◆ **What to work on**
Word for word, give the listing below again.

------ Given data ------

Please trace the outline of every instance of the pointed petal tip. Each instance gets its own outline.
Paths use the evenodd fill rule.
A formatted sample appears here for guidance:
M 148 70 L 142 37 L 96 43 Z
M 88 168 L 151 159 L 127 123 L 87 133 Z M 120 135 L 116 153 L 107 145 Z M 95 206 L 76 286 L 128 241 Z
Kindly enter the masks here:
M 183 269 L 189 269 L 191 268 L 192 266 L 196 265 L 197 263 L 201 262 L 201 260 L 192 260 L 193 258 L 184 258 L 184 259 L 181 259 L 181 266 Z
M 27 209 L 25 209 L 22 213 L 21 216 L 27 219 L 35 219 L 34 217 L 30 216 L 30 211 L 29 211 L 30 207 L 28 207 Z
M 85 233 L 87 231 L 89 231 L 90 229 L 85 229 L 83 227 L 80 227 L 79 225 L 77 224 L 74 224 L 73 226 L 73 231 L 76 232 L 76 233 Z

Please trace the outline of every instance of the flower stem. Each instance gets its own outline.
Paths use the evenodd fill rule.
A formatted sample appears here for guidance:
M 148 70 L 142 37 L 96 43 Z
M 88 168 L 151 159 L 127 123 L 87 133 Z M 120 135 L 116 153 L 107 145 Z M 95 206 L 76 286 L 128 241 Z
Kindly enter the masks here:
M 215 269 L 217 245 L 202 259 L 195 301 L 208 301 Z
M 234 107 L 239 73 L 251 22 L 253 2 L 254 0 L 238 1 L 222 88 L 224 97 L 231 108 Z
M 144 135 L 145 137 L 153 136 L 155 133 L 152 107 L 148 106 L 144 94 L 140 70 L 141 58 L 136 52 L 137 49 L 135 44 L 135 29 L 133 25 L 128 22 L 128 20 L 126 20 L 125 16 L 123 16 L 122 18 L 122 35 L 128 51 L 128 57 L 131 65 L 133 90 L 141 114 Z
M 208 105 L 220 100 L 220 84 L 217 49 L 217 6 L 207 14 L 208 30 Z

------

◆ **Response area**
Please trace the outline of every instance of the pointed petal tip. Each instance gets its own outline.
Paths use the evenodd fill rule.
A formatted sample appears here for guidance:
M 148 70 L 142 37 L 96 43 Z
M 88 168 L 151 159 L 127 123 L 87 133 Z M 120 135 L 116 153 L 107 145 Z M 95 206 L 76 286 L 128 241 Z
Kindly enter the masks here:
M 183 269 L 189 269 L 191 268 L 192 266 L 196 265 L 197 263 L 201 262 L 201 260 L 192 260 L 193 258 L 184 258 L 184 259 L 181 259 L 181 266 Z
M 27 209 L 25 209 L 22 213 L 21 216 L 27 219 L 35 219 L 34 217 L 30 216 L 30 211 L 29 211 L 30 207 L 28 207 Z
M 85 233 L 87 231 L 89 231 L 90 229 L 85 229 L 83 227 L 80 227 L 79 225 L 77 224 L 74 224 L 73 226 L 73 231 L 76 232 L 76 233 Z

Please trace the outline of every instance of the flower stem. Each instance gets its own outline.
Paths use the evenodd fill rule.
A formatted sample appears here for guidance:
M 148 70 L 142 37 L 96 43 Z
M 88 168 L 151 159 L 127 123 L 87 133 Z M 120 135 L 116 153 L 107 145 Z M 95 206 L 76 286 L 128 241 Z
Kindly enter the masks here:
M 215 269 L 217 245 L 202 259 L 195 301 L 208 301 Z
M 234 107 L 239 73 L 251 22 L 253 2 L 254 0 L 238 1 L 222 88 L 224 97 L 231 108 Z
M 144 135 L 145 137 L 153 136 L 155 133 L 152 107 L 148 106 L 144 94 L 140 70 L 141 58 L 136 52 L 137 49 L 135 44 L 135 29 L 133 25 L 128 22 L 128 20 L 126 20 L 125 16 L 123 16 L 122 18 L 122 35 L 128 51 L 128 57 L 131 65 L 133 90 L 141 114 Z
M 208 105 L 220 100 L 220 84 L 217 49 L 217 6 L 207 14 L 208 30 Z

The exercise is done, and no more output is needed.